Ms. Ryu began by asserting that the purpose of the statute was to compensate employees for the tangible harms of having to work without breaks. However, almost immediately, Justice Kennard interrupted her and said, “let’s get to heart of issue.” She then quoted the statute, observed that it was undisputed that meal breaks weren’t given to Mr. Murphy, and then noted that this left us with the key question of whether the remedy under Section 226.7(b) is a wage or a penalty. Ryu responded that the plain language of the statute called it "pay." The legislature didn't use the word "penalty," and expressly rejected the use of that word. Justice Moreno responded by asking if her position then was that the statute is unambiguous. Ryu said it was. The use of the word "pay" is unambiguous, and the legislature has never had any trouble using the word "penalty" when it means to do so, as that word is used in other penalty statutes.
Justice Werdegar pointed out that the statute is grouped with other statutes that impose penalties. Ryu replied that initial versions of Section 226.7 included bona fide penalties ($50/$100). Justice Chin then posed his only question of the afternoon, asking what the legislative history offered. Ryu explained that the bill began with two elements: one to compensate, and one to impose a penalty. The legislature then dropped the penalty, leaving only compensatory remedy.

[Input material]

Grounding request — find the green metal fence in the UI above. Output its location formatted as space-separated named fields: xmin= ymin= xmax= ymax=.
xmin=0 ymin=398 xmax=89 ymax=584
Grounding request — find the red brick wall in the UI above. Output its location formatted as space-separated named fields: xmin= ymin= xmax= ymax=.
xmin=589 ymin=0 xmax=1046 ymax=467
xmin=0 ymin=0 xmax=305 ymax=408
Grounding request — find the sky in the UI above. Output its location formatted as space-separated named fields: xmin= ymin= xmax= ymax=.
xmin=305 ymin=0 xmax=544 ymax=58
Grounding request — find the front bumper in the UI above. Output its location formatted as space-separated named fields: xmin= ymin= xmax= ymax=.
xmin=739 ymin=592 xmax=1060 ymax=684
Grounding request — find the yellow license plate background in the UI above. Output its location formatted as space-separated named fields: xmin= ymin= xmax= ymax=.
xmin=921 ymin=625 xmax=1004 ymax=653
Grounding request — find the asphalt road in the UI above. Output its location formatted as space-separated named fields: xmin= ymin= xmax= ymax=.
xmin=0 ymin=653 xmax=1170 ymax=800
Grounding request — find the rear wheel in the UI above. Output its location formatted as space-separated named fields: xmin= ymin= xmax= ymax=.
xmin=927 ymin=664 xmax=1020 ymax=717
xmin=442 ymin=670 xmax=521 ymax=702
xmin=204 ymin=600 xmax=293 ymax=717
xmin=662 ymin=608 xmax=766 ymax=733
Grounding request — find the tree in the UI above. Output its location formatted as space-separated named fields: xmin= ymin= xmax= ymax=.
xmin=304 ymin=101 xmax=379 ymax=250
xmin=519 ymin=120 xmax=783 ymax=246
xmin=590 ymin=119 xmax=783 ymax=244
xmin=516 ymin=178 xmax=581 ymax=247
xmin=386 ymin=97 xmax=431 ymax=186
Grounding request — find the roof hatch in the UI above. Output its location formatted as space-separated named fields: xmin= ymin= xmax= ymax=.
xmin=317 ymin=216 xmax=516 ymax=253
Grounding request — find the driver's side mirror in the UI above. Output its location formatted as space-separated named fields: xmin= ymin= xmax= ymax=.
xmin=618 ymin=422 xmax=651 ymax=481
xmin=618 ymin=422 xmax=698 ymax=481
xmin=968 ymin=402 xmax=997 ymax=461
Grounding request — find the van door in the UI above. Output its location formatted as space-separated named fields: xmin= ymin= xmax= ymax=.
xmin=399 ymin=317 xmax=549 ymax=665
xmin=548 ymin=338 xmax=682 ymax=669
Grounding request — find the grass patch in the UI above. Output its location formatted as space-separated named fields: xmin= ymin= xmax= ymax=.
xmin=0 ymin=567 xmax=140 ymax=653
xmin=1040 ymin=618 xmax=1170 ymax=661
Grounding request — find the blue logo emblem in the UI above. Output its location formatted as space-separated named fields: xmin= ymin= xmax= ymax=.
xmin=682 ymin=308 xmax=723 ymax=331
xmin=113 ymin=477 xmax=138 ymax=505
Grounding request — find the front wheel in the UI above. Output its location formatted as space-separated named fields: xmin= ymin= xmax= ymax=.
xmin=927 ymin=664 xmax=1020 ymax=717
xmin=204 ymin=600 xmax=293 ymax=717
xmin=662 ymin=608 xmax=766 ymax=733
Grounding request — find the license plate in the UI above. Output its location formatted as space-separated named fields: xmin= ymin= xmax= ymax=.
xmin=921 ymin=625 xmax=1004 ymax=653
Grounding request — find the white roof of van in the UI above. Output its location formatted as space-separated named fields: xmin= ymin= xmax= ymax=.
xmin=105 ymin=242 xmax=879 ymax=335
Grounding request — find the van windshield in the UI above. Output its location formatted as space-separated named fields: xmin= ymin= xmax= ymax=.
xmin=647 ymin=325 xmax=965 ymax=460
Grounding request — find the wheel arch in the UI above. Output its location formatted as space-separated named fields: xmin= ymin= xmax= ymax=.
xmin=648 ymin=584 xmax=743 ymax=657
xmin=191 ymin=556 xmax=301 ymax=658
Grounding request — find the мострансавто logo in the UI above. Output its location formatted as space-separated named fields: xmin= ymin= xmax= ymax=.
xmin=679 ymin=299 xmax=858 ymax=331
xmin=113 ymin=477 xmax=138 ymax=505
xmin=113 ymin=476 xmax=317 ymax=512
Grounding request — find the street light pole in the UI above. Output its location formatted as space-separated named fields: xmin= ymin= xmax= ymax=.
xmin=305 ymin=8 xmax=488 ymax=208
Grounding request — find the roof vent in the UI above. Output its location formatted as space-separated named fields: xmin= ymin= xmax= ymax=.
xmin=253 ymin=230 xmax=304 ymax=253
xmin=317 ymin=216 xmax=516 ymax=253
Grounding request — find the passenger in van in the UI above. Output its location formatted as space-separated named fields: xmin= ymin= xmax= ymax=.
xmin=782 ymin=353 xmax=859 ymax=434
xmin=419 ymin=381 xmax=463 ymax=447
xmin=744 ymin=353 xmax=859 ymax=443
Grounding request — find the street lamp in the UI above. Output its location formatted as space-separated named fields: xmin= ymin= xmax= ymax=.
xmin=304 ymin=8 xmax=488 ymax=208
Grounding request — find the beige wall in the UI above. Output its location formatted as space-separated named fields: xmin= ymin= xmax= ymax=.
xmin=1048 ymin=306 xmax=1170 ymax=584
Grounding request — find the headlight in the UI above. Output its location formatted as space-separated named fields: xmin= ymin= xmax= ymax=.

[Problems to solve]
1/ Give the rows as a numbered list with blank lines dropped, starting at the row that contains "Grounding request — find the van door" and stopping after the row that contains "xmin=191 ymin=556 xmax=301 ymax=658".
2/ Carry the account of the court argument over Section 226.7(b) forward from its last sentence.
The court-argument account and the rows are unrelated material.

[Responses by task]
1/
1. Grounding request — find the van door in the UI above. Output its location formatted as space-separated named fields: xmin= ymin= xmax= ymax=.
2. xmin=399 ymin=317 xmax=549 ymax=665
3. xmin=548 ymin=338 xmax=682 ymax=669
4. Grounding request — find the grass patch in the UI above. Output its location formatted as space-separated named fields: xmin= ymin= xmax= ymax=.
5. xmin=0 ymin=567 xmax=140 ymax=653
6. xmin=1040 ymin=618 xmax=1170 ymax=661
7. Grounding request — find the blue logo emblem in the UI above. Output its location formatted as space-separated named fields: xmin= ymin= xmax= ymax=.
8. xmin=682 ymin=308 xmax=723 ymax=331
9. xmin=113 ymin=477 xmax=138 ymax=505
10. Grounding request — find the front wheel in the UI above. Output its location formatted as space-separated named fields: xmin= ymin= xmax= ymax=.
11. xmin=927 ymin=664 xmax=1020 ymax=717
12. xmin=204 ymin=600 xmax=293 ymax=717
13. xmin=662 ymin=608 xmax=766 ymax=733
14. Grounding request — find the license plate in the UI above. Output its location formatted as space-separated named fields: xmin= ymin= xmax= ymax=.
15. xmin=921 ymin=625 xmax=1004 ymax=653
16. Grounding request — find the white roof of van in the UI above. Output its location formatted as space-separated named fields: xmin= ymin= xmax= ymax=.
17. xmin=105 ymin=242 xmax=879 ymax=335
18. Grounding request — find the van windshield in the UI above. Output its location formatted as space-separated named fields: xmin= ymin= xmax= ymax=.
19. xmin=647 ymin=325 xmax=965 ymax=460
20. Grounding request — find the wheel arch in the UI above. Output its location formatted as space-separated named fields: xmin= ymin= xmax= ymax=.
21. xmin=648 ymin=584 xmax=743 ymax=657
22. xmin=191 ymin=556 xmax=301 ymax=658

2/
Justice Baxter then asked whether the fact that compensation was tied to employees’ compensation hurt or helped Murphy. He seemed to find that fact quite important, and later observed that he found it hard to believe that that the legislature, if it intended a penalty, would enact one that exacted a lower penalty for lower wage workers. "I can't see how the Legislature would want to go on record saying that denying a minimum wage employee is less important than denying a higher compensated employee." Anyhow, Ryu predictably responded by saying that this fact favored a finding that the remedy was compensatory, noting that it was calculated like other forms of pay, and reminding the justices that, unlike penalties, the hour of pay under section 226.7 is vested.
Justice Moreno asked about significance of the IWC calling it a penalty and whether this was binding upon the Supreme Court. Some observers have opined that this tipped Moreno's hand as favoring the penalty analysis, but we viewed this question as the proverbial "lobbed softball." At one point, Justice Moreno asked about comparisons to split shift and reporting time premium pay, and Ryu answered with "exactly." However, Justice Moreno also contrasted this hour of pay with the bonus pay for overtime work, asking whether the amount bears a rational relationship to the harm, as it does with overtime premium pay. Ryu answered that it was compensation, "and more importantly, it's the only compensation." (Editor's note: we're not at all sure we agree that it is the only compensation available.) There were many questions dealing with these analogies.
Justice Werdegar then asked: if meal periods are unpaid, and if an employee works through them, and they already got paid for the work, and then this statute gives them another hour of pay on top of it, "why is that not a penalty?" This line of questioning was one of the more obvious clues about a justice's position. We'll be shocked if Justice Werdegar finds the hour of pay to be a wage.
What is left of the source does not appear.